YOUR INSTRUCTIONS: Images don't belong in the copy. Output the rest of the data exactly.

━━━ DATASET EXTRACT ━━━

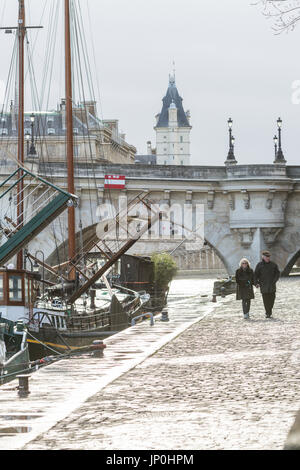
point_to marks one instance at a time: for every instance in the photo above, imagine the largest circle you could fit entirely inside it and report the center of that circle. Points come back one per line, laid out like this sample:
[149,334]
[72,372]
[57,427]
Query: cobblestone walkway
[225,383]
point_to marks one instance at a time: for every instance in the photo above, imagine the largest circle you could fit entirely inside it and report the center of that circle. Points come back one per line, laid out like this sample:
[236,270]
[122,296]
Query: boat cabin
[17,293]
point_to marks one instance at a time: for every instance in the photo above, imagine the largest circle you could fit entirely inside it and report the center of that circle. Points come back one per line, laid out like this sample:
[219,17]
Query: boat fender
[98,344]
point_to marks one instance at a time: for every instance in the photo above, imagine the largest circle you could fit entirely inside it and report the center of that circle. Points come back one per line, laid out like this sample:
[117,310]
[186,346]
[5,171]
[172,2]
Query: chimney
[149,148]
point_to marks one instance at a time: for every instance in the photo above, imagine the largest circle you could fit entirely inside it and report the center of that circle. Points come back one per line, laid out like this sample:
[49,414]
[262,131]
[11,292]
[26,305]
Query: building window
[76,150]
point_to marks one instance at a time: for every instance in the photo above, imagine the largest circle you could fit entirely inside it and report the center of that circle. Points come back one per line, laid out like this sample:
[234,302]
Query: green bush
[165,269]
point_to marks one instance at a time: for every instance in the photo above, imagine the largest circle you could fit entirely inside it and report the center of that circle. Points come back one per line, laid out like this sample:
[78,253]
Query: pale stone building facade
[95,140]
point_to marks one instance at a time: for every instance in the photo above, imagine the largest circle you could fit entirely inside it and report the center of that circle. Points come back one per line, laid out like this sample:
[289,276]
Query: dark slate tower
[173,129]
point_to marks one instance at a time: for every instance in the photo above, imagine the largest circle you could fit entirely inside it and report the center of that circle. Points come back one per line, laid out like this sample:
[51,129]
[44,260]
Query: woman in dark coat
[244,277]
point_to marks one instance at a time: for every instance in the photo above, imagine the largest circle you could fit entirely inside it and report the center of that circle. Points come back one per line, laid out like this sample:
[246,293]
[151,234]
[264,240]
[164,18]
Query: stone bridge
[247,208]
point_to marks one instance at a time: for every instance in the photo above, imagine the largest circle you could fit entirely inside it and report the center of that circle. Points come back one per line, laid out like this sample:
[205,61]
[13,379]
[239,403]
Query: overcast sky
[228,62]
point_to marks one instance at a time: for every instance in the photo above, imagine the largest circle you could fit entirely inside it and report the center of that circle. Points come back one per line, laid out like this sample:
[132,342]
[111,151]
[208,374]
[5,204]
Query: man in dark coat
[266,275]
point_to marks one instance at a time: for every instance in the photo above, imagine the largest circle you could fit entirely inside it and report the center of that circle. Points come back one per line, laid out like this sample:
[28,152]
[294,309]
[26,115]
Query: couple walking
[265,276]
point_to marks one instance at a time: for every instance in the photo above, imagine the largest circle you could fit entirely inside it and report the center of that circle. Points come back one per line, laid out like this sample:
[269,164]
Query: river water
[182,288]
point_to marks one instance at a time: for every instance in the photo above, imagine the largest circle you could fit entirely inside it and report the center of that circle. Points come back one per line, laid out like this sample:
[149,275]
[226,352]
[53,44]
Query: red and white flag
[114,182]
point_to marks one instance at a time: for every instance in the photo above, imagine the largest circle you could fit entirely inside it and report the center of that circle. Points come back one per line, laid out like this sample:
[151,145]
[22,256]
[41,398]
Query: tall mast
[21,36]
[69,127]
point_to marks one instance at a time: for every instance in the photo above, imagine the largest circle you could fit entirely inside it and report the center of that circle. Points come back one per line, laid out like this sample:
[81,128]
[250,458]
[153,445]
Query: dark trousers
[246,305]
[268,300]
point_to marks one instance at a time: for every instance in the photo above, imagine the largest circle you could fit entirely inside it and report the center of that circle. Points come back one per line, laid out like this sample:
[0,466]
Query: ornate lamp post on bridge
[32,150]
[230,157]
[275,140]
[279,158]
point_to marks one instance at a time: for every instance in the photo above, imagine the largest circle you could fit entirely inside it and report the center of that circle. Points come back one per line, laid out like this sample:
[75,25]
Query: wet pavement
[221,383]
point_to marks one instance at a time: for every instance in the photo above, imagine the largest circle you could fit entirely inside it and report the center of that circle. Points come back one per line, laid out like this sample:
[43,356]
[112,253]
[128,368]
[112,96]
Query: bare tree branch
[285,13]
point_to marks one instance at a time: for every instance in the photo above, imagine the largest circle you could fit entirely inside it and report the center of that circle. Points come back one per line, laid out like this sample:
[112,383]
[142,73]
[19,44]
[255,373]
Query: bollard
[98,346]
[23,388]
[164,315]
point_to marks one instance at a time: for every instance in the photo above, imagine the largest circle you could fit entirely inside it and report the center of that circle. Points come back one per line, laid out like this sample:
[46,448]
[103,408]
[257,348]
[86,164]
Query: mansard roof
[172,95]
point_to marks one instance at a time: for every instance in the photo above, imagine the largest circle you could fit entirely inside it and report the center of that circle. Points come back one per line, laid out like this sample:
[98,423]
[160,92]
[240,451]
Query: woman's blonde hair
[245,260]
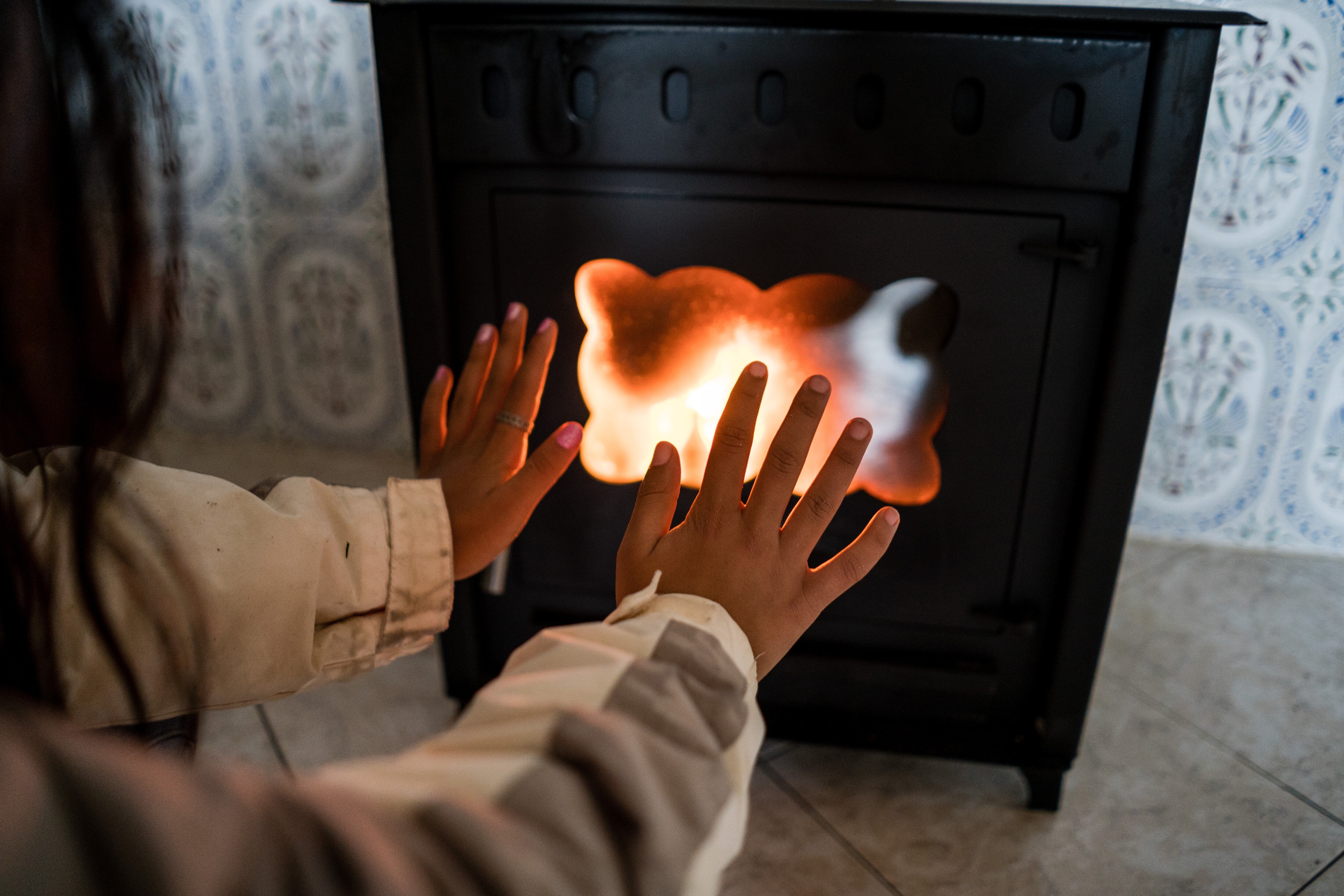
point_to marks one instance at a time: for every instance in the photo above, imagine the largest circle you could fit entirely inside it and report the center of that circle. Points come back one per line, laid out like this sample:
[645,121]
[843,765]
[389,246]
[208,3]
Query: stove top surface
[1160,13]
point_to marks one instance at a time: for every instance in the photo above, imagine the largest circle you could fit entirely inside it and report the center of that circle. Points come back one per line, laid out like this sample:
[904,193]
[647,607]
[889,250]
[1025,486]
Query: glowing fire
[662,355]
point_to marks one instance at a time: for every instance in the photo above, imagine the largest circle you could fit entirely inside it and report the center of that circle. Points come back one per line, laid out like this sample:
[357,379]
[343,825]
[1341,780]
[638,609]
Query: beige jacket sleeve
[249,597]
[608,759]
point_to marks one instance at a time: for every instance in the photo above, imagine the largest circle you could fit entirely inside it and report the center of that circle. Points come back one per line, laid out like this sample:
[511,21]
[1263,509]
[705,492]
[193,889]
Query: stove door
[952,557]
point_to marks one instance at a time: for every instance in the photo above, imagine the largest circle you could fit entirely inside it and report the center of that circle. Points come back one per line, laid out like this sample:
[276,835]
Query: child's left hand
[490,484]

━━━

RESPONSE AREA:
point_to marks one instance at a time: for every instance in the photo above, imagine the largest circle you could fit entirely inside it and report the center of that circle. Points come back one per line, laid out like this sample:
[149,334]
[72,372]
[57,427]
Query: cobblestone walkway
[225,383]
point_to marks one instance at a time: for every instance in the photo above, imagine the largest circle you could fit entirely inside it and report the center of that circle. Points come back one per line, laid out like this sample:
[236,270]
[122,296]
Query: boat cabin
[17,293]
point_to marks one instance at a time: for every instance in the photo above, imagine the largest circle you could fit entirely inside it and report the center of that circle. Points come back one per line, laid out like this sample:
[219,17]
Query: boat fender
[98,344]
point_to marks one instance at a time: for every instance in the photo above, imagine the largest circle you could fit entirely inside it and report the center of that circle. Points come back one per line, laid out like this sample:
[117,310]
[186,346]
[5,171]
[172,2]
Query: chimney
[149,148]
point_to marks one instance at a time: for every instance in the photo above, imagine the largest circle you could fit entirely inside it and report the center of that circle. Points come back one per line, laid out like this sample:
[49,414]
[262,131]
[11,292]
[26,305]
Query: building window
[76,150]
point_to marks one instance at a time: for every instance in the photo above, imagine the largest circle you could fit entirely inside it and report the center of that circle. Points come back one per line, laid out like this sample:
[234,302]
Query: green bush
[165,269]
point_to marks one instance at a time: for every instance in the photo above, imagine the largest circle you could fit entirely inside it and report the center of that circle. Points come back one per line, laid out like this sample:
[78,253]
Query: pale stone building facade
[95,140]
point_to marks one instance at a time: for every instance in the photo above, imagine the largest circle you could fit entirely inside it and report the center of that circle. Points come back one per line, laid out like this sample:
[289,276]
Query: dark slate tower
[173,129]
point_to marks one instance at a time: for every instance in the photo above, imagine the largest circle you could fit entirely inside it and report the center of that circle. Points come back one per line, laid out like this sample:
[51,129]
[44,260]
Query: woman in dark coat
[244,277]
point_to marks one instance at a time: for every instance in the photo above, imagine the largest circle you could fit entirely inside it and report the center of that circle. Points come back one per line, laid out like this sample:
[246,293]
[151,234]
[264,240]
[164,18]
Query: stone bridge
[247,208]
point_to marks one instance at a time: for every instance in the photo above, imagine the largest circle you could fit entirely inside it and report the center of that circle. Points come back one per line, laid out like this sample:
[205,61]
[13,379]
[239,403]
Query: overcast sky
[228,62]
point_to marks one instance at a time: for every instance in the photo above, imagine the largest circle you could fit entirely inside it and report the center of that circle. Points come back one per line, laid out like this sample:
[132,342]
[111,151]
[208,374]
[5,204]
Query: man in dark coat
[266,275]
point_to marks one instance at a time: for every instance in the photo above, imagine the largest circle you could fit entirely inside it and report the center of that circle. Points come back one per line, laid out like this sample:
[28,152]
[294,309]
[26,115]
Query: couple walking
[265,276]
point_to marks one instance at a time: for every instance in the photo above, imagine the largest circle you could fit entirely inside it and report the center of that circle. Points come back one per line, laid out like this sample:
[269,164]
Query: river water
[182,288]
point_to marks one instance at a time: for every instance in the photo above, imagine the largest circle you could fit entirely inside it and report the center of that circle. Points come back one per line, laid out like this sample:
[149,275]
[226,352]
[53,44]
Query: red and white flag
[114,182]
point_to marks one instance at a time: for every instance in the photo above, imagine the largest circle you could fit entirely inside it and report the center of that circle. Points come back one per line, laid out like this sample:
[151,145]
[22,256]
[41,398]
Query: tall mast
[21,36]
[69,127]
point_to marks one instance at a time: for every instance in the photo above, imagine the largest circle you could fit entirely inside it and report the center of that circle. Points come back one per line, laid out like this sample:
[81,128]
[250,458]
[153,445]
Query: dark trousers
[246,305]
[268,300]
point_to marks one instance at a time: for every instance in the photo above, imagine the largest circle you could fit entirely inside it and report the center of that circle. Points come back one per line, laid out like this sample:
[0,466]
Query: ornate lamp post on bridge
[32,150]
[230,157]
[275,140]
[279,158]
point_to marks one instance at a time: for every instance in the photo above, imagine the largest circle you could fit entirely inside it and report the center of that circle. Points come back one per line, laid out like this sample:
[75,25]
Query: wet pavement
[221,383]
point_to marks one instance at a time: for every instance in the photo above, imagine the largest circle you could fit entirely inside it and report the center of that circle. Points come back one per line, laid out like this sample:
[43,356]
[112,253]
[128,368]
[112,96]
Query: bare tree branch
[285,13]
point_to marks one instance at a time: for every instance in the photo above, imagine the largest circle you could fit entirely inside it and report the center of that circle. Points come back one per line, laid out like this sample:
[112,383]
[142,73]
[19,44]
[255,373]
Query: bollard
[98,346]
[23,388]
[164,315]
point_to marks one instance at a time: for every instance in the photo above, imagine the largest circle you could fit entirely inside it and report the center of that circle. Points come back one per line, laid out like this sample:
[46,448]
[103,408]
[257,348]
[86,164]
Query: mansard roof
[172,95]
point_to marks one instance at a time: for every instance in the photo above, imagine the largest circle you could fit entirely inside it and report the center of that circle. Points come back one per line, laid out like this sample:
[98,423]
[160,92]
[240,451]
Query: woman's blonde hair
[245,260]
point_to marks one instance at a time: for every instance in the photo above, imagine the largest circle you could fit entirely inside it and report the center of that circle. Points come back one per line, laid out like this sample:
[645,121]
[843,765]
[389,246]
[208,3]
Query: stove top surface
[1160,13]
point_to marks one instance at a time: for every instance in the photo above, imagine the largest circle you could fit entirely inside it and report the center of that circle. Points come back one per line, laid out like this sample:
[904,193]
[647,607]
[889,250]
[1025,486]
Query: glowing fire
[662,355]
point_to marks one instance at a time: for every instance in the photo above, imagine the largest circle you could fit entirely inside it and report the center of that circle. Points come back one per line, laid out like this sample:
[357,379]
[343,825]
[1341,780]
[638,609]
Query: beige jacket sleeve
[249,597]
[608,759]
point_to marks one instance at a time: for every instance in the photo above, imagine the largest circle you could fit entirely inside it and report the center of that circle. Points come back one per line, laid out like this sample:
[511,21]
[1263,509]
[705,492]
[193,889]
Query: stove door
[952,557]
point_to marks one instance at a time: for every instance in the photo above, imagine the largest circle you could fit entirely inside it and report the center of that circle. Points come back one per line, laid out like this sample:
[276,835]
Query: child's left hand
[490,484]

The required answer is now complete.